Активной жизнью жили и художники различных направлений, выставки работ которых проходили в Доме ученых на Пречистенке, в бывшей галерее Лемерсье в Салтыковском переулке, в Третьяковке и Музее изящных искусств на Волхонке. Наконец, именно на первые послереволюционные годы пришелся всплеск интереса к театральному искусству, где значительное место уделялось эксперименту. Возникали театральные студии, а из них — полноценные художественные коллективы, так родились театры — Вахтанговский, Мейерхольда, Революции (ныне им. В. В. Маяковского), сатиры и многие другие.

***

== Условие задания ==
Перепишите часть текста, начиная со слов «Активной жизнью жили» и продолжая до слов «и многие другие.» включительно, и замените в ней «Третьяковке» на «Третьяковской галерее». Пользуйтесь только этим текстом и ничем больше.

***

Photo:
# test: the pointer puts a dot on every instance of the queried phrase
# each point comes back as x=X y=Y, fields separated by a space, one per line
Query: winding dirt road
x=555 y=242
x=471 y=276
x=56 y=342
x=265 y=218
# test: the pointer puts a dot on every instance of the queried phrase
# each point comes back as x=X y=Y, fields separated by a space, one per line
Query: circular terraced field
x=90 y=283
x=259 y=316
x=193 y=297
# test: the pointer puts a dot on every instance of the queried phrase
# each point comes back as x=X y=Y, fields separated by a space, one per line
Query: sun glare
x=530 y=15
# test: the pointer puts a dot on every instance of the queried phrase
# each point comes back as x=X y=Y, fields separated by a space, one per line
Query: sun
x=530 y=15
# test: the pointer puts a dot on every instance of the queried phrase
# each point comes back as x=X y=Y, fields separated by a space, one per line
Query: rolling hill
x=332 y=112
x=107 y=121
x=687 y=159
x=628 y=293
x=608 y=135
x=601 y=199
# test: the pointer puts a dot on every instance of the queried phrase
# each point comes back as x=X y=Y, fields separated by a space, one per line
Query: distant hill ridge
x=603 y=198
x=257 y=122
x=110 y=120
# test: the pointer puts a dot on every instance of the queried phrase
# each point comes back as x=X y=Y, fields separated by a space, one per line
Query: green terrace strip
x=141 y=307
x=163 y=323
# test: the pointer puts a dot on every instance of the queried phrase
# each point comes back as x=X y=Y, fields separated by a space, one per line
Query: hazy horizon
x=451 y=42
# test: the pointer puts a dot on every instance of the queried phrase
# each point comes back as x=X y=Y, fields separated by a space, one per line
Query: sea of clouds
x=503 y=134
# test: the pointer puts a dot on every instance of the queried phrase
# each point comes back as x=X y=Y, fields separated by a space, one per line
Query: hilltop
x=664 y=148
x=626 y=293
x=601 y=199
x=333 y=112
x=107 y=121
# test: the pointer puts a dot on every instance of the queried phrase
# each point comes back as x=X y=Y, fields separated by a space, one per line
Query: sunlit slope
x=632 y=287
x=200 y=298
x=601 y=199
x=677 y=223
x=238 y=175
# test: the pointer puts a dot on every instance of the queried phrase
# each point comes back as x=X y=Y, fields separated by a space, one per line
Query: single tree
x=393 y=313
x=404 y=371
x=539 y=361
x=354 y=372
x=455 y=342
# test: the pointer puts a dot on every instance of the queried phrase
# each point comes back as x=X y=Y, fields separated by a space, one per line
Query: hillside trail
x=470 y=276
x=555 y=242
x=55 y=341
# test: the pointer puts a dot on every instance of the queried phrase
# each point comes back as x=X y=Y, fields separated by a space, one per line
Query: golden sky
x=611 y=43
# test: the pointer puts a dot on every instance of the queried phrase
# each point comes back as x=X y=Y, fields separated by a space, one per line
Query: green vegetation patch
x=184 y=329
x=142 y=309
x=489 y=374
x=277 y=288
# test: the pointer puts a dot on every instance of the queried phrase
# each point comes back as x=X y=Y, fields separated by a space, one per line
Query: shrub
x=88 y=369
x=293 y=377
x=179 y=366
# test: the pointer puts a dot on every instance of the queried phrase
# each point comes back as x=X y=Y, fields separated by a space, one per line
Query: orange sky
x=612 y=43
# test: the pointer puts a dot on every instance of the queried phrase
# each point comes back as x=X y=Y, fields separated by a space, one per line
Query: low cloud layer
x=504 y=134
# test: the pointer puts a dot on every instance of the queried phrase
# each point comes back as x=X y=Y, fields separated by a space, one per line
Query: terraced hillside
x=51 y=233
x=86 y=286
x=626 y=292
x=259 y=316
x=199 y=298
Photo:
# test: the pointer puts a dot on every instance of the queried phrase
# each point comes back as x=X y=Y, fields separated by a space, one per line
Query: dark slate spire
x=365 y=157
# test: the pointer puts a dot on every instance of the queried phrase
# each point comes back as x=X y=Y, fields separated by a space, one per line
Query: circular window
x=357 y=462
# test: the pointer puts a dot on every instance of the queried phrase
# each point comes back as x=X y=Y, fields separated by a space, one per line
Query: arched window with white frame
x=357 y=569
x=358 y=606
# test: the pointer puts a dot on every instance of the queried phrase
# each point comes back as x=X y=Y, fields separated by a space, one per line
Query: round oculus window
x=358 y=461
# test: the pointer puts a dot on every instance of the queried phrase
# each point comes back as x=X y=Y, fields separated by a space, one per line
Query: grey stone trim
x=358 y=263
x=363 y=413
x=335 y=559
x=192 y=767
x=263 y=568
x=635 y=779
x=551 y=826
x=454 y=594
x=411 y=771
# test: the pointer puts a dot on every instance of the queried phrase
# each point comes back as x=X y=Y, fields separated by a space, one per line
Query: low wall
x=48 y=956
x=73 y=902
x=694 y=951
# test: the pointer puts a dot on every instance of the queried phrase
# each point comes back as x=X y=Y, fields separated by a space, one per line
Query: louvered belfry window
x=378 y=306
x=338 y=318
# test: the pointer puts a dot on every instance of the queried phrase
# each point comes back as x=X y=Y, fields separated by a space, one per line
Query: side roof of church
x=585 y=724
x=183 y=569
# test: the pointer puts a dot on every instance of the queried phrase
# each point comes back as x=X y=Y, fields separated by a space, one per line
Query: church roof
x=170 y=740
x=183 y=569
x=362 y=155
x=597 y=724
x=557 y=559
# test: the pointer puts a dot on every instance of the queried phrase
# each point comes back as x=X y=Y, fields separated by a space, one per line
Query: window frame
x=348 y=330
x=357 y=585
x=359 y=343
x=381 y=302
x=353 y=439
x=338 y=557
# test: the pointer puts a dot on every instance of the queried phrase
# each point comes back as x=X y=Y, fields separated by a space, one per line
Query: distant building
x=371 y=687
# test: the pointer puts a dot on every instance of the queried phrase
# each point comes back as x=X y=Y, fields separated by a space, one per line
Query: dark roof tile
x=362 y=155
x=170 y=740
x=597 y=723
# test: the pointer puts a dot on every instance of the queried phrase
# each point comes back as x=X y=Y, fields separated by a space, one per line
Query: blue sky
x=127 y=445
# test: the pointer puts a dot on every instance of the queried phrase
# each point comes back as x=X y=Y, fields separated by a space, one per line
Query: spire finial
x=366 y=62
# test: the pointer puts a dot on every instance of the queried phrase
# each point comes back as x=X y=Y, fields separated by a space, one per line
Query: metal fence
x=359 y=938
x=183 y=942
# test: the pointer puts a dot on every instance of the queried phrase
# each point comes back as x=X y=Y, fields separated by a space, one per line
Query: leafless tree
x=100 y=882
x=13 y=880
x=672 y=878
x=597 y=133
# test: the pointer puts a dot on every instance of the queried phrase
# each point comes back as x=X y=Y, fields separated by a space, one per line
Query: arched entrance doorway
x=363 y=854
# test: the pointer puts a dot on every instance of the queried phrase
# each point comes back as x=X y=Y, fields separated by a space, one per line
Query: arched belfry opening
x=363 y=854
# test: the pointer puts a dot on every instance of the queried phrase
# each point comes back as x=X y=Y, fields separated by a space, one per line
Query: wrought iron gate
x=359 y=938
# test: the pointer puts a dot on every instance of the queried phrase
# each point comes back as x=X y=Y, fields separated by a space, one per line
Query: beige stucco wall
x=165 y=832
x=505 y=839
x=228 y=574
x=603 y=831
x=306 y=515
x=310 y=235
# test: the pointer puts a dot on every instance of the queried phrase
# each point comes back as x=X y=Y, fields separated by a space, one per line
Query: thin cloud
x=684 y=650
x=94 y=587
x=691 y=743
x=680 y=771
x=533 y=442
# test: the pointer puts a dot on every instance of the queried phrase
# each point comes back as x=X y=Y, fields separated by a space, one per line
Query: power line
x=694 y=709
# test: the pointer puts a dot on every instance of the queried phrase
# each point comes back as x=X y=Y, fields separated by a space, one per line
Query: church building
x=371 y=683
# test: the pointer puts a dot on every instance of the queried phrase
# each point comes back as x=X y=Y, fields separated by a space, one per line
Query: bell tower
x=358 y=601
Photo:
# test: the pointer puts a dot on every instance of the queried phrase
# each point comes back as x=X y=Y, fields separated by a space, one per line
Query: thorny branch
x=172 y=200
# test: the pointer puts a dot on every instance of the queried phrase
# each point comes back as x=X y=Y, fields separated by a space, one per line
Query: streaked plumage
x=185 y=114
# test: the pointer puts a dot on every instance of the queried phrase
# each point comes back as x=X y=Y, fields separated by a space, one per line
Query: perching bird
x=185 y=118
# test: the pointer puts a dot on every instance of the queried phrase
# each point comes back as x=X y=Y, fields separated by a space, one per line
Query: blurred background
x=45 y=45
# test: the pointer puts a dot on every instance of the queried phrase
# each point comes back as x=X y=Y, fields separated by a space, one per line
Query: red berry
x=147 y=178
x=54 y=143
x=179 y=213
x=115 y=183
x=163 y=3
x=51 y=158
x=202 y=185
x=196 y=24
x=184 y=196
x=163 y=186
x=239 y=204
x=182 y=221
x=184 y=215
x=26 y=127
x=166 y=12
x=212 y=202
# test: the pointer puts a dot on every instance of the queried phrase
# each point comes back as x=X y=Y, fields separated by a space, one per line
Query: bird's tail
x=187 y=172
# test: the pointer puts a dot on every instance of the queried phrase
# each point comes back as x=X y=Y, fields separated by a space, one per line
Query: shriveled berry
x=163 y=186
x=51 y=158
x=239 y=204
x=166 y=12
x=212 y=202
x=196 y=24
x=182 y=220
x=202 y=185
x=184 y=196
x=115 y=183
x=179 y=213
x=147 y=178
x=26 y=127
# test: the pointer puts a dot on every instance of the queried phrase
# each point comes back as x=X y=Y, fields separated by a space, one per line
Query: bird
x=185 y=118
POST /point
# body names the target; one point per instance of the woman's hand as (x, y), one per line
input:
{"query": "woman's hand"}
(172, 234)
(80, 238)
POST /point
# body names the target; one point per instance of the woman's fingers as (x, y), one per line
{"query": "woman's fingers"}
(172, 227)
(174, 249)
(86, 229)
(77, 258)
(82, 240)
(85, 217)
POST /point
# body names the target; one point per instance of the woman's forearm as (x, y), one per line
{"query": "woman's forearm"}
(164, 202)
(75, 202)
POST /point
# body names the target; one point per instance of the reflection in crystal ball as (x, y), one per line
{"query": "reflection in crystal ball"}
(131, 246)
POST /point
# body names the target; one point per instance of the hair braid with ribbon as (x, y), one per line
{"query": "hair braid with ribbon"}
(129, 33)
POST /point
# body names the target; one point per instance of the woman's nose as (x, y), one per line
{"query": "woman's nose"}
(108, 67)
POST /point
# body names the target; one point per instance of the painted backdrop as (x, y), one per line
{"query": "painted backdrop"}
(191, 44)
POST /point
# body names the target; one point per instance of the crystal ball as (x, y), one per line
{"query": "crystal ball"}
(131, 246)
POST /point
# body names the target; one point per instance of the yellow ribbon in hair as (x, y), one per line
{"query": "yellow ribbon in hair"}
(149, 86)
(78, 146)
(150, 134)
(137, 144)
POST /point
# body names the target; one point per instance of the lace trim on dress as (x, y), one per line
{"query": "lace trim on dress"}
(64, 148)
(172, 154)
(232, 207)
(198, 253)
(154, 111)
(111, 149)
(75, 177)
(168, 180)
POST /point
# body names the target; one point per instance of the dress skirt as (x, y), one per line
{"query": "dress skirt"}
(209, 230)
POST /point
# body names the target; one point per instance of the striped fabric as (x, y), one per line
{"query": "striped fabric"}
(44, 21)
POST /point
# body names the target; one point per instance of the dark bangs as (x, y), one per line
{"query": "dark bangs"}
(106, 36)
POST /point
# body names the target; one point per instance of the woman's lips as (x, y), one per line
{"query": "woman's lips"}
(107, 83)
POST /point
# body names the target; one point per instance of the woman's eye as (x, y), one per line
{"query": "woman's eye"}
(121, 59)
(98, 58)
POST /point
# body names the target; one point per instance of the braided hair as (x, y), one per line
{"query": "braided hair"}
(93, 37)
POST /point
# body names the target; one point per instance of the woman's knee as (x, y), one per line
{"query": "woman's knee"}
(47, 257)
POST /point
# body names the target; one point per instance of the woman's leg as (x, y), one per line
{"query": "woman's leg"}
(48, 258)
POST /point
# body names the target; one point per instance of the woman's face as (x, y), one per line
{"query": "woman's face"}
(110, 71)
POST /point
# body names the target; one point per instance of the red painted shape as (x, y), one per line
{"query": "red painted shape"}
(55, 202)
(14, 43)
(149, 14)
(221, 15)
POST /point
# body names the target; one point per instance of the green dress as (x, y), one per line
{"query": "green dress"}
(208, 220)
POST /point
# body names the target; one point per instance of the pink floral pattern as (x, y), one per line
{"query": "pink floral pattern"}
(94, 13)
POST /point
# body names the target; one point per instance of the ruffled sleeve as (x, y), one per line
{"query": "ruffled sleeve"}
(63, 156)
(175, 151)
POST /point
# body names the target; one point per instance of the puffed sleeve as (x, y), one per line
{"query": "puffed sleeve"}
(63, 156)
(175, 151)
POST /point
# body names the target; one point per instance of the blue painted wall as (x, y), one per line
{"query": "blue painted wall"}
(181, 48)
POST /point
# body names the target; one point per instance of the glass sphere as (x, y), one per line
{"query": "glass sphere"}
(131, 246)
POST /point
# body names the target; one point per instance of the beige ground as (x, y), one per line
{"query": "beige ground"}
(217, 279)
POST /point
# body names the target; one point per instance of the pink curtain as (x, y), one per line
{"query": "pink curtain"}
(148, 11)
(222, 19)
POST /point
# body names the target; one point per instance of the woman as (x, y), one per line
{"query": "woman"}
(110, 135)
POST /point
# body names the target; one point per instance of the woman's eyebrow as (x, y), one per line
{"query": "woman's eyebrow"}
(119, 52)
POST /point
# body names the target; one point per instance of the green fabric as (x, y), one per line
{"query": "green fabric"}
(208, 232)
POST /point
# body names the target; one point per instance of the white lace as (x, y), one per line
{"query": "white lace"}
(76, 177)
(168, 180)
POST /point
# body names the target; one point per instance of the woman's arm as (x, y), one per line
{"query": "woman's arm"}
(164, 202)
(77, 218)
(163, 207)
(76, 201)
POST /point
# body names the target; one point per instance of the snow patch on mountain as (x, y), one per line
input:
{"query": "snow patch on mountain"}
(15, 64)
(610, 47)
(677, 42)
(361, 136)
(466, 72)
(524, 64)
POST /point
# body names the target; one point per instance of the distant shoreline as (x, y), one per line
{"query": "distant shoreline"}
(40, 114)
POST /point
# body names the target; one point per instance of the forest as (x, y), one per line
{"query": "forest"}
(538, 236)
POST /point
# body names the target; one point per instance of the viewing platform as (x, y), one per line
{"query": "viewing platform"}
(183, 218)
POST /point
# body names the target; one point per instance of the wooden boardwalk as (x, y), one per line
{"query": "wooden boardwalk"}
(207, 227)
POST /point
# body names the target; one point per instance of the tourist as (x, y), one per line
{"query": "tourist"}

***

== Решение задания ==
Активной жизнью жили и художники различных направлений, выставки работ которых проходили в Доме ученых на Пречистенке, в бывшей галерее Лемерсье в Салтыковском переулке, в Третьяковской галерее и Музее изящных искусств на Волхонке. Наконец, именно на первые послереволюционные годы пришелся всплеск интереса к театральному искусству, где значительное место уделялось эксперименту. Возникали театральные студии, а из них — полноценные художественные коллективы, так родились театры — Вахтанговский, Мейерхольда, Революции (ныне им. В. В. Маяковского), сатиры и многие другие.